INPUT ROWS -
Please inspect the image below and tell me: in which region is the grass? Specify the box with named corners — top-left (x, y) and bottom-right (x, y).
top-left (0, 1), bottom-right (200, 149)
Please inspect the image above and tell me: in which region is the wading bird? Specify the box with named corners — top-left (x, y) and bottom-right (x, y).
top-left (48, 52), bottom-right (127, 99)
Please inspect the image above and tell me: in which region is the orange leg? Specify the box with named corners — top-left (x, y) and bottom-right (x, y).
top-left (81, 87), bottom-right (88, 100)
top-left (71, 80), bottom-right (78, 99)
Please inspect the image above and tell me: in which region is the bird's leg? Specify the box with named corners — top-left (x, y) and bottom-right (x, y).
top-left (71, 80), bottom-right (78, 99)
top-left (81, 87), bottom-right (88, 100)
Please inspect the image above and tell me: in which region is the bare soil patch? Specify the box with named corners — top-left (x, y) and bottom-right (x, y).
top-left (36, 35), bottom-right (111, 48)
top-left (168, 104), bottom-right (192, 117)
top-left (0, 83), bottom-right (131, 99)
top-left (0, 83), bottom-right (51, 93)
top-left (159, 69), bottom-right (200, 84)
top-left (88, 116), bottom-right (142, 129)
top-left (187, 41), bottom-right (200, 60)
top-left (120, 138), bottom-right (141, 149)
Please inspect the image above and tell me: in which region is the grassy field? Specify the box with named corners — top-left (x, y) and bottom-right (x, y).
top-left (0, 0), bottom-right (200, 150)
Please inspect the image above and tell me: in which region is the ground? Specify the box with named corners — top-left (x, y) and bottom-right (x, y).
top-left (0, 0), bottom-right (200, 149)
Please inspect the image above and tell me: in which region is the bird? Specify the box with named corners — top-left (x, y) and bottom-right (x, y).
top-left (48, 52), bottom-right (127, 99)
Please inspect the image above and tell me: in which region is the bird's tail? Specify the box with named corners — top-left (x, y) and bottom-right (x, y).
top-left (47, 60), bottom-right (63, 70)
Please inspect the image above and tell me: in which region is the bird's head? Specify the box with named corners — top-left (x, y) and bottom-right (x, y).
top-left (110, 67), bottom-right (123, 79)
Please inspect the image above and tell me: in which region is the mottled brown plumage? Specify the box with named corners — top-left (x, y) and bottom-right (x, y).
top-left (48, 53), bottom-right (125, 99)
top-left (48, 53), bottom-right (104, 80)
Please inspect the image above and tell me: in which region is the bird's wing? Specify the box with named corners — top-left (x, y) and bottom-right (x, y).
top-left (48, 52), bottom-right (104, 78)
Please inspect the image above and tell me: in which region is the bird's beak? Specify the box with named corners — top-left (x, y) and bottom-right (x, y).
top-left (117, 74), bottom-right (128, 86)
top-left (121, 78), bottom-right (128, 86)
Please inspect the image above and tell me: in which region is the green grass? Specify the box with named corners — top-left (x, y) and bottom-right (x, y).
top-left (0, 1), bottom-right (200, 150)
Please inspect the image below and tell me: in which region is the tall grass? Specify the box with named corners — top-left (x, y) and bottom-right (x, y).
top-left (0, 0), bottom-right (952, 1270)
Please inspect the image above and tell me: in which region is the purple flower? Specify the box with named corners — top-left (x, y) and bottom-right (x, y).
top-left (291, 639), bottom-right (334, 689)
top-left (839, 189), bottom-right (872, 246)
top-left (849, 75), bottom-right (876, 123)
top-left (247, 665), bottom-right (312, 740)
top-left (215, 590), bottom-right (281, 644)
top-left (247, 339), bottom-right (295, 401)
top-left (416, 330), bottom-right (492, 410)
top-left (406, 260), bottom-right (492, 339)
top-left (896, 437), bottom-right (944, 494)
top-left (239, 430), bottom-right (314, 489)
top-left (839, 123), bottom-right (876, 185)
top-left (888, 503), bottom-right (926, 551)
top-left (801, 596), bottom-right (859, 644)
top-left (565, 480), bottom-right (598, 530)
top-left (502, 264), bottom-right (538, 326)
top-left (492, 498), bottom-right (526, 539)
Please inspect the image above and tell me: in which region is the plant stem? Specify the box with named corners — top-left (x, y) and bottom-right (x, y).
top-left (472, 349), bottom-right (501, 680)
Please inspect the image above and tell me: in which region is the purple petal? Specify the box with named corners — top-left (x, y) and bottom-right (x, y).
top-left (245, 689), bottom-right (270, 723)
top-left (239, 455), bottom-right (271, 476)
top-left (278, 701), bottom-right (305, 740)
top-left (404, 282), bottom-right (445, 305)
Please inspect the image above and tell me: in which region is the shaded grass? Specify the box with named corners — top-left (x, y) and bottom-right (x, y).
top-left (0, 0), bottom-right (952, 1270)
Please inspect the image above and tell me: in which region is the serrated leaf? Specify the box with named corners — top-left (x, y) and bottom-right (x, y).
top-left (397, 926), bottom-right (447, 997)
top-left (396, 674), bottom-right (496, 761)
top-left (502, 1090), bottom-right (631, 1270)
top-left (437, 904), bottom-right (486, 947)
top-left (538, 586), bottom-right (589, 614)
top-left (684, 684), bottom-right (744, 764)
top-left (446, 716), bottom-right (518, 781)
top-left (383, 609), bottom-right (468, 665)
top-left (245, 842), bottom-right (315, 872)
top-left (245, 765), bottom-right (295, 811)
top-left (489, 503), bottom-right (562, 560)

INSTRUCTION -
Reproduce all of the data above, line for line, without any changes.

IN RESPONSE -
Please inspect the image below and tell me: in which region is the grass? Specify the box with named corners — top-left (x, y) and bottom-right (x, y).
top-left (0, 1), bottom-right (200, 149)
Please inspect the image above and tell me: in which region is the wading bird? Specify the box with named corners — top-left (x, y) and bottom-right (x, y).
top-left (48, 52), bottom-right (127, 99)
Please inspect the image above and tell me: in which region is the orange leg? Specify the box with named corners — top-left (x, y) and bottom-right (x, y).
top-left (81, 87), bottom-right (88, 100)
top-left (71, 80), bottom-right (78, 99)
Please inspect the image above and tell me: in which region is the bird's leg? Specify the box with named corners — top-left (x, y) and bottom-right (x, y).
top-left (71, 80), bottom-right (78, 99)
top-left (81, 87), bottom-right (88, 100)
Please inspect the image above and tell me: in which region is the bare soil patch? Specify the box with named corners — top-left (x, y) and bottom-right (x, y).
top-left (36, 35), bottom-right (111, 48)
top-left (168, 104), bottom-right (192, 117)
top-left (0, 83), bottom-right (131, 99)
top-left (0, 83), bottom-right (51, 93)
top-left (159, 69), bottom-right (200, 84)
top-left (88, 116), bottom-right (142, 129)
top-left (187, 41), bottom-right (200, 60)
top-left (120, 138), bottom-right (141, 149)
Please inspect the image above and tell me: in which region is the grassy field? Specify the box with named corners — top-left (x, y) and bottom-right (x, y).
top-left (0, 0), bottom-right (200, 150)
Please inspect the image above and tell me: in which region is the ground? Specify the box with named corners — top-left (x, y) and bottom-right (x, y).
top-left (0, 0), bottom-right (200, 149)
Please inspect the image above and tell me: in which region is the bird? Specify the box with named corners — top-left (x, y) and bottom-right (x, y).
top-left (48, 52), bottom-right (127, 99)
Please inspect the image above and tell me: in which region is the bird's tail? Specify the box with named corners — top-left (x, y) and bottom-right (x, y).
top-left (47, 60), bottom-right (63, 70)
Please inspect the image above and tell me: in which region is the bird's head? Specify the box with named corners — top-left (x, y) and bottom-right (x, y).
top-left (110, 67), bottom-right (123, 79)
Please inspect the image above and tell me: in which region is the mottled brown plumage? Specify the box with named corners — top-left (x, y) and bottom-right (x, y).
top-left (48, 53), bottom-right (125, 99)
top-left (48, 53), bottom-right (104, 80)
Please inspect the image above and tell me: in which region is the bird's wing? Specify the box with named corners — top-left (x, y) and bottom-right (x, y).
top-left (48, 52), bottom-right (104, 78)
Please inspect the image above and tell me: in which region is the bird's beak? Specify the box with named corners — top-left (x, y) and bottom-right (x, y).
top-left (117, 74), bottom-right (128, 86)
top-left (121, 78), bottom-right (128, 86)
Please inspect the image above and tell me: in which region is the green grass? Specify the box with named corners — top-left (x, y) and bottom-right (x, y).
top-left (0, 1), bottom-right (200, 150)
Please inspect the image below and tell me: in which region is the tall grass? Specify the box with named corners — top-left (x, y) and bottom-right (x, y).
top-left (0, 0), bottom-right (952, 1270)
Please inspect the image above and tell me: in which region is the purple flower? Specify the box with named corners — top-left (x, y) and bottom-right (x, y).
top-left (291, 639), bottom-right (334, 689)
top-left (839, 189), bottom-right (872, 246)
top-left (849, 75), bottom-right (876, 123)
top-left (247, 665), bottom-right (312, 740)
top-left (215, 590), bottom-right (281, 644)
top-left (247, 339), bottom-right (295, 401)
top-left (416, 330), bottom-right (492, 410)
top-left (406, 260), bottom-right (492, 339)
top-left (896, 437), bottom-right (944, 494)
top-left (239, 430), bottom-right (314, 489)
top-left (839, 123), bottom-right (876, 185)
top-left (888, 503), bottom-right (926, 551)
top-left (801, 596), bottom-right (859, 644)
top-left (565, 480), bottom-right (598, 530)
top-left (502, 264), bottom-right (538, 326)
top-left (492, 498), bottom-right (526, 539)
Please inspect the image above and tell me: in which region is the plant stem? Specify the box with named corners — top-left (x, y) and bottom-right (x, y).
top-left (472, 349), bottom-right (501, 680)
Please inspect the image above and tell me: in which region is the purple petal? Specify the box with named corners — top-left (x, y) and bottom-right (x, y).
top-left (245, 689), bottom-right (270, 723)
top-left (239, 455), bottom-right (271, 476)
top-left (278, 701), bottom-right (305, 740)
top-left (404, 282), bottom-right (445, 305)
Please inspect the image above and tell me: in which region is the shaded grass? Specify the box with named corners — top-left (x, y) and bottom-right (x, y).
top-left (0, 0), bottom-right (952, 1270)
Please inspect the image above and tell me: in which region is the serrated leaf? Specify the box with named corners — top-left (x, y) and bottom-right (x, y).
top-left (397, 926), bottom-right (447, 997)
top-left (396, 674), bottom-right (496, 761)
top-left (502, 1090), bottom-right (631, 1270)
top-left (437, 904), bottom-right (486, 947)
top-left (538, 586), bottom-right (589, 614)
top-left (684, 684), bottom-right (744, 764)
top-left (446, 716), bottom-right (518, 781)
top-left (383, 609), bottom-right (468, 665)
top-left (245, 842), bottom-right (315, 872)
top-left (245, 765), bottom-right (295, 811)
top-left (489, 503), bottom-right (562, 560)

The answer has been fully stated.